§ What this task involves
Copy the passage below on university cities during the pandemic, from "The pandemic has" up to and including "market is in.".

§ Provided passage
● ● ●

For the time being, the classroom is off limits to students and faculty because of the coronavirus pandemic and there doesn’t seem to be an end to it. It isn’t just pre-k to high school age students who are using distance learning – many universities are close, too. University students are missing out on the coveted “college experience” because the university is putting their safety first.
The pandemic has wrought nothing but chaos to our lives and it certainly put the economy in peril. But we have to wonder about the effects the coronavirus has had on the housing market and business economy in university cities. After all, these cities depend on students to be patrons and employees.
HomeLight published their Q3 survey, and real estate agents from all over the country are saying university cities are struggling. Here are a few reasons why.
Barren university towns
With in-person learning put on pause for the foreseeable future, students are staying home and participating in distance learning. As a result of this, these towns are more akin to a barren ghost town than a bustling university city. Because of this decline, 38% of agents who participated in the survey say they are aware of the prickly situation the housing market is in.
Agents who do business in university towns believe the number of property vacancies will rise to 7.4% in the 2020 fall semester, whereas this time last year, the vacancies were only 5.2%. Even the number of vacant units will see a 1% increase, making it 3.3% vacant for the fall semester.
Some cities remain unaffected
Although many university towns have been trying to make the best out of a bad situation, not all college towns are suffering. Some universities have reopened, allowing classes and athletics to resume – with proper precautions in place, of course.
On the other hand, while these towns may be doing well because the schools are open, it doesn’t mean it will stay that way. Goshen College in Indiana paused their athletic programs for a week because there was an increase of COVID cases. Chicago Business School is closing its doors for two weeks and doing online-only classes because students were partying recklessly and became infected.

● ● ●

§ Data entries

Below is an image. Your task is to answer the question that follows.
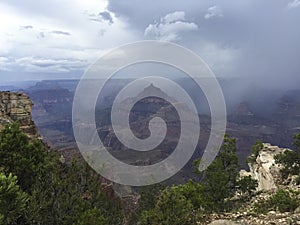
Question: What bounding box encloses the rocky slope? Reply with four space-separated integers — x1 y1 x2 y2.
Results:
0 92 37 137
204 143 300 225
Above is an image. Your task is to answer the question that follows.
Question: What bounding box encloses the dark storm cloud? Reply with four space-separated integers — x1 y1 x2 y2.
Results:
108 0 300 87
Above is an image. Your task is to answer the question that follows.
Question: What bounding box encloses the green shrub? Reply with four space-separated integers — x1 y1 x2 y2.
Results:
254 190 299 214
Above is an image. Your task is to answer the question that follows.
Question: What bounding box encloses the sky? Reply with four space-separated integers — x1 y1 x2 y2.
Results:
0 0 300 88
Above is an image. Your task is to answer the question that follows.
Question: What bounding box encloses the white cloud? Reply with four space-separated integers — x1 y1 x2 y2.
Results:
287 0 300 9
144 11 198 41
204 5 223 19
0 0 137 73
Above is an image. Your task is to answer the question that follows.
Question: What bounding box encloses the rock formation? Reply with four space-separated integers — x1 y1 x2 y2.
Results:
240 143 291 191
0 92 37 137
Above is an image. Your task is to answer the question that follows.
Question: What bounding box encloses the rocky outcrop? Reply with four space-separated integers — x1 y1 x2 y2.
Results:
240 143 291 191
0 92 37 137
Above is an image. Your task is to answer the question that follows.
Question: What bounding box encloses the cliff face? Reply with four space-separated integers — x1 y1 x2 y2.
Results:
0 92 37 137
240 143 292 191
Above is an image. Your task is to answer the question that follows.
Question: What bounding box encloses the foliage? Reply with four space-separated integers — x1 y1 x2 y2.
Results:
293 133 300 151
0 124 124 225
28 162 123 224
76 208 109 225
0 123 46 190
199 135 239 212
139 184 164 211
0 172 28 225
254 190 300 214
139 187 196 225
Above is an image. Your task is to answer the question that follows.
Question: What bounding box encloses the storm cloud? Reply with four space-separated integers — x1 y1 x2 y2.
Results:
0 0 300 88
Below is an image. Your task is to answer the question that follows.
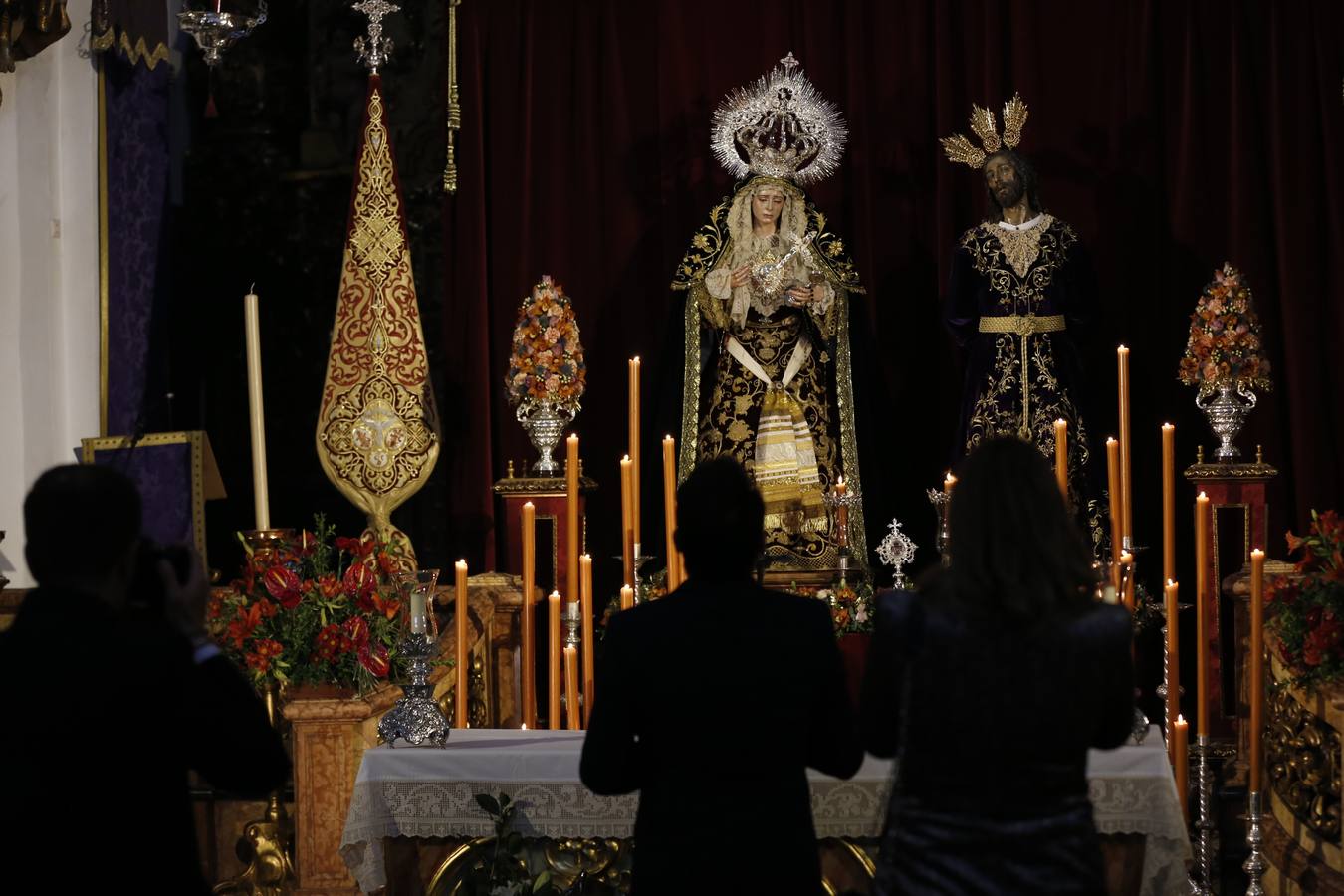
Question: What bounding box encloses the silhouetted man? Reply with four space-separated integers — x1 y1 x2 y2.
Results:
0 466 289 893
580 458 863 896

● ● ●

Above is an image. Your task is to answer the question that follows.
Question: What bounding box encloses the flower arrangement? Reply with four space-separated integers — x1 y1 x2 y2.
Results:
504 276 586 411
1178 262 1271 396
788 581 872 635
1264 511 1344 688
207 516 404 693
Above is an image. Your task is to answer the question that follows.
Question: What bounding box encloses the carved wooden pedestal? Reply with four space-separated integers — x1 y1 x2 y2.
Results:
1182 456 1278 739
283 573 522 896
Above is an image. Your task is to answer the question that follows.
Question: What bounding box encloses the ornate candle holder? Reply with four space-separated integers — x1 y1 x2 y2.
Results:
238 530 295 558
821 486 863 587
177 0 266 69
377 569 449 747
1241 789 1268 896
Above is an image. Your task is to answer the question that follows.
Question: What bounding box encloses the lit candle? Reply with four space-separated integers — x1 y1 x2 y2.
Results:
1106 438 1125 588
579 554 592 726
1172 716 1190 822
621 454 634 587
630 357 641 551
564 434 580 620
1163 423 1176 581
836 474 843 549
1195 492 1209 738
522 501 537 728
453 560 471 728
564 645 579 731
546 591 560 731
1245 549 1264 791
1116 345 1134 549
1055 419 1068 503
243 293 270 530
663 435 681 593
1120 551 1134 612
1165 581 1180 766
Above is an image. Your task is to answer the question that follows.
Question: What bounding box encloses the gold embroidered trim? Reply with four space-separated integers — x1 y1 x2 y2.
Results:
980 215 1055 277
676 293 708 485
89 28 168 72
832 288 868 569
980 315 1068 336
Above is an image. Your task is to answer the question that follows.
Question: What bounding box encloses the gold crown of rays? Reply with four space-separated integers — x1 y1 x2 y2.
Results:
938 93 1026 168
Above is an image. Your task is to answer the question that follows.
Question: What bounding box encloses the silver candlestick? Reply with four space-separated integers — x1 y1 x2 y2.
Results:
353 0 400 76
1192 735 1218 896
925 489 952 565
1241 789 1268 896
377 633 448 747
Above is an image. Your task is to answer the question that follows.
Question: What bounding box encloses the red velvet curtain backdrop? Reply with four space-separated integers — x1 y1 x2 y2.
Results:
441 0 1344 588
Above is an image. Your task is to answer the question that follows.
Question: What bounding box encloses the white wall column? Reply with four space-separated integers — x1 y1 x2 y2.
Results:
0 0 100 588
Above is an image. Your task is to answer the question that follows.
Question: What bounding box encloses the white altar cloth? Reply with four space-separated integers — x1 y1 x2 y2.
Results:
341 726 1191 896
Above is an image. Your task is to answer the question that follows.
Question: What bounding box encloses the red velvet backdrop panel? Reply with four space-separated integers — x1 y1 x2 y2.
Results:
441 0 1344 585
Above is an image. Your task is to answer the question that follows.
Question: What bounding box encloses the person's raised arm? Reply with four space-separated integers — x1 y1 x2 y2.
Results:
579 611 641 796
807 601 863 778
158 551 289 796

● ● ●

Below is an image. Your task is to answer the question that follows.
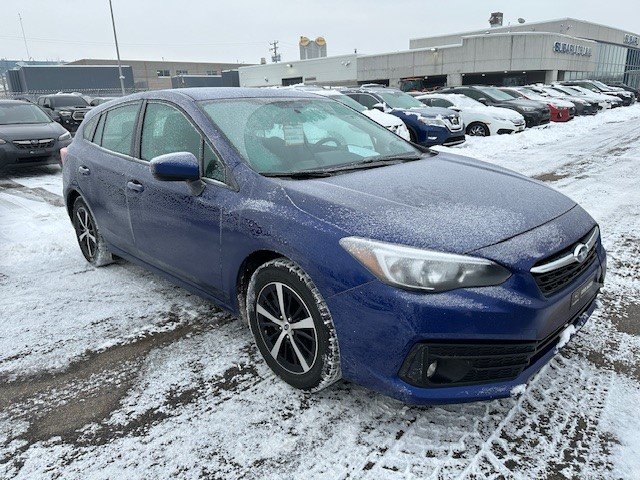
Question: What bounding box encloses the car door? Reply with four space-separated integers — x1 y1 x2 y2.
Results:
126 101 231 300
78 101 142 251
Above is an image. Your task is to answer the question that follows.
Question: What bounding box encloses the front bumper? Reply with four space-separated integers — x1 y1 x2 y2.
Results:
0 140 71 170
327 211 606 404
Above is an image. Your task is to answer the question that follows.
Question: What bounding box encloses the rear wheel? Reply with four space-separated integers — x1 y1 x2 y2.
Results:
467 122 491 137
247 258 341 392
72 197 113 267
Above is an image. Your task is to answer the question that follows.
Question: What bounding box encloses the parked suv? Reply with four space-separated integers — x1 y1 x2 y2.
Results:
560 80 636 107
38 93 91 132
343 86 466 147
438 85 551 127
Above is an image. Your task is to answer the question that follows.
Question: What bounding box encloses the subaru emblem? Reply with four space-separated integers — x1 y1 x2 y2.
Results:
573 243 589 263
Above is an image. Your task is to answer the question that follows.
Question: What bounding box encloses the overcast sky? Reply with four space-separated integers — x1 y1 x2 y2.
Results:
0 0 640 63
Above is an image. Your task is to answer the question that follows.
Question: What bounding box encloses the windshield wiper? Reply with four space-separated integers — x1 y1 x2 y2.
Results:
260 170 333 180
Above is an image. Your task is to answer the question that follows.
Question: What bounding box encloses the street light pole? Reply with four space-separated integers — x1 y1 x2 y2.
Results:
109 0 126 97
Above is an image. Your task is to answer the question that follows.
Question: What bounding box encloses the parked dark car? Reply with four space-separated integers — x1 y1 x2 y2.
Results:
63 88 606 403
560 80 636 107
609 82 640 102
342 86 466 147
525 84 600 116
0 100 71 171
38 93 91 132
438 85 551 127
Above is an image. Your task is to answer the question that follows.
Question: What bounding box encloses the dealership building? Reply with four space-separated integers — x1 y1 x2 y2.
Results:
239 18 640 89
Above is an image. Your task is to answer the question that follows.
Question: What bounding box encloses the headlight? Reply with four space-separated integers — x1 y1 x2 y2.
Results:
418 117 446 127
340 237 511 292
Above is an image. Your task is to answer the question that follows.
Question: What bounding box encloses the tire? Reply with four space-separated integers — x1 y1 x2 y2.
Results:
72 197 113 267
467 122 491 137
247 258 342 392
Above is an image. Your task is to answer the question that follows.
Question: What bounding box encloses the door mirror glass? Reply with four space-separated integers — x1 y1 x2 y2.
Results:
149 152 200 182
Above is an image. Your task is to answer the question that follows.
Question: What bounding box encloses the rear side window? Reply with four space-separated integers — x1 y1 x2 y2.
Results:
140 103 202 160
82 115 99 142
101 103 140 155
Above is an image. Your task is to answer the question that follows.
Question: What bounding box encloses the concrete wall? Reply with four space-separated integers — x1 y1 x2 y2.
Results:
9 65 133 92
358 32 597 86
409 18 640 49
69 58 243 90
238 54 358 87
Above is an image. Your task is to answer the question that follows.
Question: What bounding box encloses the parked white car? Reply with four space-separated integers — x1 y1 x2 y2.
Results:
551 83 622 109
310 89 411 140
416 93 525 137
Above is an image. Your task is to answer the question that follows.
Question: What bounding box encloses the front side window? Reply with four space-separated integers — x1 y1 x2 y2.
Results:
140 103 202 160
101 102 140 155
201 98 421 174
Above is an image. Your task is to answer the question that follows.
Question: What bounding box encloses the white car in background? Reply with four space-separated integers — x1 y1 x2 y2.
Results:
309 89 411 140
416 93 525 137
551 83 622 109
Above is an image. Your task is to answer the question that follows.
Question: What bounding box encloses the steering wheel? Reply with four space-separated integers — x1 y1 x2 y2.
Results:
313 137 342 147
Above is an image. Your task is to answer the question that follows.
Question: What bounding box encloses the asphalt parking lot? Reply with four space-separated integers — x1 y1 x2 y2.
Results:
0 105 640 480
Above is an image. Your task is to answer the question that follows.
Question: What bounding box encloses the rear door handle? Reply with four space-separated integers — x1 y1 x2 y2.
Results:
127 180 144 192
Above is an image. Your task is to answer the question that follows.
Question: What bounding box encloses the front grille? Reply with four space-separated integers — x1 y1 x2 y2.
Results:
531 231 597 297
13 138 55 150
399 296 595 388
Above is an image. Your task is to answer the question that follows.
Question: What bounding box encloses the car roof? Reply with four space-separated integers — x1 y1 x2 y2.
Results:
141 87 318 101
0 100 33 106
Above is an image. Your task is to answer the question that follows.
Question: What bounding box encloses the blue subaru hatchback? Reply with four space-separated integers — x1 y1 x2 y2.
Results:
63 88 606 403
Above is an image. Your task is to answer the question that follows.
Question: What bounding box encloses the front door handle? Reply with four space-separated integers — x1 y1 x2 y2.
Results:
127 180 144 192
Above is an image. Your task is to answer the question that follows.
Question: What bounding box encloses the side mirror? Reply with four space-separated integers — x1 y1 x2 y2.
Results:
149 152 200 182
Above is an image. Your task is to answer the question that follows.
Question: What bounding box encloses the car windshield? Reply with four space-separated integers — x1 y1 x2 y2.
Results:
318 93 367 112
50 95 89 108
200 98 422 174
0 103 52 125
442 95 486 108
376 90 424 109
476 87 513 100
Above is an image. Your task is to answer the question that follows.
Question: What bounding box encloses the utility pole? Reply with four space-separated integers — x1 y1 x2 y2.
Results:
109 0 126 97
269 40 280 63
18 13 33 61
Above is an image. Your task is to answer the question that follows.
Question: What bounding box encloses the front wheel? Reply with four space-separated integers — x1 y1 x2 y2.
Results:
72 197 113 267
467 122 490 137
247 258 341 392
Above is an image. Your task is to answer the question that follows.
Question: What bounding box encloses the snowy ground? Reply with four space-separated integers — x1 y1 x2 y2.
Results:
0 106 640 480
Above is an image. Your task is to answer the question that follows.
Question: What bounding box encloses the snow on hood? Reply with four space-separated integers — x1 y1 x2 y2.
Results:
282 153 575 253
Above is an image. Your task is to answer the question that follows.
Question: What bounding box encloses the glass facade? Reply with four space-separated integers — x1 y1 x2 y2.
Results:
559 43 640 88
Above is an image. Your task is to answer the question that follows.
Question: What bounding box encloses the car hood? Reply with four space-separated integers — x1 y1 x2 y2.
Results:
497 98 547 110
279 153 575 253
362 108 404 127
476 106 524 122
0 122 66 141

● ● ●

§ Task solution
The pandemic has wrought nothing but chaos to our lives and it certainly put the economy in peril. But we have to wonder about the effects the coronavirus has had on the housing market and business economy in university cities. After all, these cities depend on students to be patrons and employees.
HomeLight published their Q3 survey, and real estate agents from all over the country are saying university cities are struggling. Here are a few reasons why.
Barren university towns
With in-person learning put on pause for the foreseeable future, students are staying home and participating in distance learning. As a result of this, these towns are more akin to a barren ghost town than a bustling university city. Because of this decline, 38% of agents who participated in the survey say they are aware of the prickly situation the housing market is in.